Dataset items
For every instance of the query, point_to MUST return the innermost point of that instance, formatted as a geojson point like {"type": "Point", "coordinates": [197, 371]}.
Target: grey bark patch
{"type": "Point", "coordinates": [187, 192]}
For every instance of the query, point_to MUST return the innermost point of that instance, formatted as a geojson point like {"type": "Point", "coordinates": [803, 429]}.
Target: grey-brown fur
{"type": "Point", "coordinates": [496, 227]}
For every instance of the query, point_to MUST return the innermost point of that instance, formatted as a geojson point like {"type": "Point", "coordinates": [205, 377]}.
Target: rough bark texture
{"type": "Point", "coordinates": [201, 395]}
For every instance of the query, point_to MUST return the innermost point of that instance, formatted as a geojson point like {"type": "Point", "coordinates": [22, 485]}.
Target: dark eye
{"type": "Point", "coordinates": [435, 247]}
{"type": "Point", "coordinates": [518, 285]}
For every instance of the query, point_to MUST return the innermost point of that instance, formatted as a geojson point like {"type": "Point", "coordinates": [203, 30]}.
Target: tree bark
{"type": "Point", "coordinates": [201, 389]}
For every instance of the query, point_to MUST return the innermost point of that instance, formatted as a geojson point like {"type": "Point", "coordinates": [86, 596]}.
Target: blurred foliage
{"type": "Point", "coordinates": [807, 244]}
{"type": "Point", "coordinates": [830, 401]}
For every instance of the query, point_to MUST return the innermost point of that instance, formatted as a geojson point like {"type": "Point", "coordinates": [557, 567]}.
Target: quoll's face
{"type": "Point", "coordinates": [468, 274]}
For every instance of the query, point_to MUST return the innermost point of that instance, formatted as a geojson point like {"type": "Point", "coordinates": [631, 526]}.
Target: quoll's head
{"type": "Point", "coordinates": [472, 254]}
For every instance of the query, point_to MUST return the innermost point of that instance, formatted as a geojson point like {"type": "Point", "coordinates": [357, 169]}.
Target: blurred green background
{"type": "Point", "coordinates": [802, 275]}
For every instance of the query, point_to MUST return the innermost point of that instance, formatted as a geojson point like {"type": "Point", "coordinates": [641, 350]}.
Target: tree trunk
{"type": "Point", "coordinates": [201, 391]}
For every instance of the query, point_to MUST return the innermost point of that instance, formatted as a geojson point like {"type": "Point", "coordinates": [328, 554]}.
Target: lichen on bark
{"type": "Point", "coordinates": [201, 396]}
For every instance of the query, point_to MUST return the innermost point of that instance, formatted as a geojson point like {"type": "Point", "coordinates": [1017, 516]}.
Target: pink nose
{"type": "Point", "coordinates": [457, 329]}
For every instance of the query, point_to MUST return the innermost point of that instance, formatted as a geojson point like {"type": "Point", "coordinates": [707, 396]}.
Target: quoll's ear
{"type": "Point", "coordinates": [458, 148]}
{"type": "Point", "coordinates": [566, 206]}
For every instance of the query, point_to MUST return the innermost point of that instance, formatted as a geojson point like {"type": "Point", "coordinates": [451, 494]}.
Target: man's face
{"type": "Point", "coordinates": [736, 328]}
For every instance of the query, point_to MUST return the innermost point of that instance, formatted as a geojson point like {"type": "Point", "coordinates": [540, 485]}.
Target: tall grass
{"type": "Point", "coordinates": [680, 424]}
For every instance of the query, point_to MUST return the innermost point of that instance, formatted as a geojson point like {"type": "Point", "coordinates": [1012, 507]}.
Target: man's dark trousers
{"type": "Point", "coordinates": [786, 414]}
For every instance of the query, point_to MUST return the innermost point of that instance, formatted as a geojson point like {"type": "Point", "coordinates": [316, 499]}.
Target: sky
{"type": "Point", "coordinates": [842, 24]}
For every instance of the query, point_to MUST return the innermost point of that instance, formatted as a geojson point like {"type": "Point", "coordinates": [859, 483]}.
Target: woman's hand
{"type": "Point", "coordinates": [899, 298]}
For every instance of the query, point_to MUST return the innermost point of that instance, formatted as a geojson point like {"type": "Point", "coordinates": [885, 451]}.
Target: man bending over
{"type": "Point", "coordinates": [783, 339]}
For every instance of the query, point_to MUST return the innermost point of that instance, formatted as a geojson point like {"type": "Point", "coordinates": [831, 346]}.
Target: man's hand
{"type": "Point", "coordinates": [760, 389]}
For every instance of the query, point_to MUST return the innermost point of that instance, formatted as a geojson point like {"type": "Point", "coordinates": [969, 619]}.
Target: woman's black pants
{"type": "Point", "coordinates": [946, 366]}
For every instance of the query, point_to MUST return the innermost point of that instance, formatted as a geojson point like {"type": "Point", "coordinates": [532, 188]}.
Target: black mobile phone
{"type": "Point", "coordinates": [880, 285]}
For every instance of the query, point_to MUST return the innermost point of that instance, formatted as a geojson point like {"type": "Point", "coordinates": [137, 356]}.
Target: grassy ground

WHAT YOU ARE ASKED TO DO ::
Reproduce the material verbatim, line by line.

SOLUTION ::
For every instance of the query, point_to MUST return the innermost point of that instance, formatted as a geojson point like {"type": "Point", "coordinates": [197, 371]}.
Target: grey bark patch
{"type": "Point", "coordinates": [187, 192]}
For every instance of the query, point_to MUST return the innermost point of that instance, formatted as a geojson point like {"type": "Point", "coordinates": [803, 429]}.
Target: grey-brown fur
{"type": "Point", "coordinates": [496, 227]}
For every instance of the query, point_to MUST return the innermost point of that instance, formatted as a geojson point like {"type": "Point", "coordinates": [205, 377]}.
Target: rough bark texture
{"type": "Point", "coordinates": [201, 395]}
For every instance of the query, point_to MUST return the innermost point of that instance, formatted as a geojson point like {"type": "Point", "coordinates": [22, 485]}.
Target: dark eye
{"type": "Point", "coordinates": [435, 247]}
{"type": "Point", "coordinates": [518, 285]}
For every instance of the query, point_to MUST return the innermost point of that instance, formatted as a geojson point like {"type": "Point", "coordinates": [203, 30]}.
Target: tree bark
{"type": "Point", "coordinates": [201, 389]}
For every instance of the query, point_to MUST return the innermost point of that instance, formatted as a geojson point like {"type": "Point", "coordinates": [86, 596]}.
Target: blurred foliage
{"type": "Point", "coordinates": [807, 244]}
{"type": "Point", "coordinates": [830, 401]}
For every instance of the query, point_to MUST return the innermost point of that instance, formatted as a geojson point like {"type": "Point", "coordinates": [557, 567]}.
Target: quoll's face
{"type": "Point", "coordinates": [468, 274]}
For every instance of the query, point_to MUST return the innermost point of that instance, formatted as a geojson point like {"type": "Point", "coordinates": [631, 526]}.
Target: quoll's head
{"type": "Point", "coordinates": [472, 254]}
For every instance of the query, point_to MUST return the innermost point of that instance, formatted as a geojson point like {"type": "Point", "coordinates": [357, 169]}.
Target: blurred green background
{"type": "Point", "coordinates": [802, 275]}
For every instance of the query, point_to MUST return the innermost point of that instance, formatted as a geojson point like {"type": "Point", "coordinates": [641, 350]}.
Target: tree trunk
{"type": "Point", "coordinates": [201, 391]}
For every instance of the query, point_to MUST return the innermost point of that instance, formatted as a geojson point like {"type": "Point", "coordinates": [328, 554]}.
Target: lichen on bark
{"type": "Point", "coordinates": [201, 396]}
For every instance of the query, point_to MUST return the innermost point of that instance, formatted as a geojson point like {"type": "Point", "coordinates": [1017, 516]}.
Target: pink nose
{"type": "Point", "coordinates": [457, 329]}
For every instance of the query, point_to MUST return the innermost point of that instance, formatted as a geojson point like {"type": "Point", "coordinates": [707, 396]}.
Target: quoll's ear
{"type": "Point", "coordinates": [458, 148]}
{"type": "Point", "coordinates": [566, 206]}
For every instance of the query, point_to MUST return the innermost point of that instance, formatted as a geojson point like {"type": "Point", "coordinates": [451, 494]}.
Target: man's face
{"type": "Point", "coordinates": [736, 328]}
For every instance of the query, point_to MUST return the innermost point of that instance, formatted as a geojson point like {"type": "Point", "coordinates": [540, 485]}.
Target: tall grass
{"type": "Point", "coordinates": [680, 424]}
For every instance of the query, point_to MUST return the innermost point of that instance, formatted as a geojson point like {"type": "Point", "coordinates": [1012, 507]}.
Target: man's dark trousers
{"type": "Point", "coordinates": [786, 414]}
For every instance of the query, point_to MUST return the innermost point of that instance, formatted as a geojson point like {"type": "Point", "coordinates": [316, 499]}.
Target: sky
{"type": "Point", "coordinates": [842, 24]}
For every instance of the query, point_to MUST return the innermost point of that instance, formatted as a geojson point like {"type": "Point", "coordinates": [859, 483]}.
Target: woman's hand
{"type": "Point", "coordinates": [899, 298]}
For every instance of the query, point_to MUST return the innermost point of that instance, formatted as a geojson point like {"type": "Point", "coordinates": [885, 451]}.
Target: man bending over
{"type": "Point", "coordinates": [783, 339]}
For every instance of the query, point_to MUST return the innermost point of that instance, formatted as a geojson point like {"type": "Point", "coordinates": [831, 346]}.
Target: man's hand
{"type": "Point", "coordinates": [760, 389]}
For every instance of the query, point_to MUST return the innermost point of that instance, formatted as a geojson point like {"type": "Point", "coordinates": [969, 619]}.
Target: woman's black pants
{"type": "Point", "coordinates": [946, 366]}
For every instance of the query, point_to MUST return the innermost point of that instance, formatted as a geojson point like {"type": "Point", "coordinates": [532, 188]}.
Target: black mobile phone
{"type": "Point", "coordinates": [880, 285]}
For every instance of the query, point_to MUST return the innermost point of that instance, formatted as a geojson point like {"type": "Point", "coordinates": [137, 356]}.
Target: grassy ground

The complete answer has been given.